▶ **Written instruction**
Your task is to repeat the lines below exactly, excluding any pictures they contain.
** START OF The input **
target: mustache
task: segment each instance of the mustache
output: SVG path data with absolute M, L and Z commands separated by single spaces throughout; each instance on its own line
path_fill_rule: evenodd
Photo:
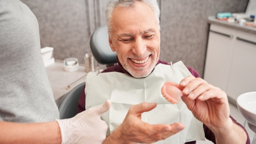
M 149 57 L 150 55 L 154 55 L 154 53 L 153 52 L 147 53 L 145 53 L 144 55 L 143 55 L 141 57 L 139 57 L 136 55 L 134 54 L 133 55 L 126 56 L 125 57 L 125 58 L 132 59 L 142 59 L 148 57 Z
** END OF The input **
▶ **Expected output**
target: mustache
task: segment each instance of the mustache
output: SVG path data with absolute M, L and Z commands separated by single spaces throughout; each instance on its own line
path_fill_rule: evenodd
Photo:
M 149 57 L 150 55 L 154 55 L 154 53 L 153 52 L 147 53 L 145 53 L 144 55 L 143 55 L 141 57 L 139 57 L 136 55 L 134 54 L 133 55 L 126 56 L 125 57 L 125 58 L 132 59 L 142 59 L 148 57 Z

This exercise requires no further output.